▶ Problem requirements:
Output each line of the data below as a JSON array of strings, one string per line, omitting blank lines and the pictures.

▶ Records shown:
▬▬▬▬▬▬▬▬▬▬
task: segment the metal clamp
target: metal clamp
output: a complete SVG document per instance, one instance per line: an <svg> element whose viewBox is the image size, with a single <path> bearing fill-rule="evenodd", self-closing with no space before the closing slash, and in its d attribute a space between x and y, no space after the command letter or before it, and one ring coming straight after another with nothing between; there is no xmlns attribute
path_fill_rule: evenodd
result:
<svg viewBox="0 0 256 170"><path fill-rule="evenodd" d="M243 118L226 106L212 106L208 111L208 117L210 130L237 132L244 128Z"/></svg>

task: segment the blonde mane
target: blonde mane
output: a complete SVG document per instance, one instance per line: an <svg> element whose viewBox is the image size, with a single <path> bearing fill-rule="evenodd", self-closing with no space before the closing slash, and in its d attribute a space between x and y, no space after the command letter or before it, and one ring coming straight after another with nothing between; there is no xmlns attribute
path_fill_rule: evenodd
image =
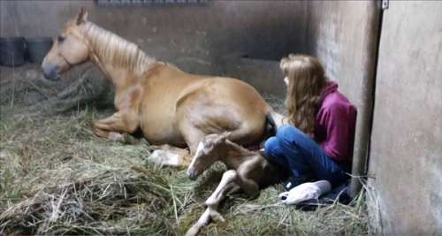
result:
<svg viewBox="0 0 442 236"><path fill-rule="evenodd" d="M141 74L149 65L156 62L142 51L138 45L88 21L81 32L104 64L125 67L135 74Z"/></svg>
▬▬▬▬▬▬▬▬▬▬
▶ Reply:
[
  "task: segment the metal clamp",
  "target: metal clamp",
  "output: a complete SVG document per instance, one instance per line: an <svg> element whose viewBox is the image size, with a single <path> bearing fill-rule=\"evenodd\", self-closing with no space before the closing slash, and in its d attribute a space between x and y, no space after the command letter or before it, and one ring coming straight after another with nothing between; there is no xmlns attribute",
  "path_fill_rule: evenodd",
  "result:",
  "<svg viewBox=\"0 0 256 170\"><path fill-rule=\"evenodd\" d=\"M243 118L226 106L212 106L208 111L208 117L210 130L237 132L244 128Z\"/></svg>",
  "task: segment the blonde mane",
  "target: blonde mane",
  "output: a complete SVG document per instance, one instance per line: an <svg> element whose viewBox is the image size, with a single <path> bearing fill-rule=\"evenodd\", self-closing with no space before the closing slash, and in its d attribute a space between x and y, no space after the command letter or before it, and one ring coming straight after another with nothing between; there is no xmlns attribute",
  "path_fill_rule: evenodd",
  "image =",
  "result:",
  "<svg viewBox=\"0 0 442 236\"><path fill-rule=\"evenodd\" d=\"M141 74L149 65L156 62L142 51L138 45L88 21L81 32L104 64L125 67L135 74Z\"/></svg>"
]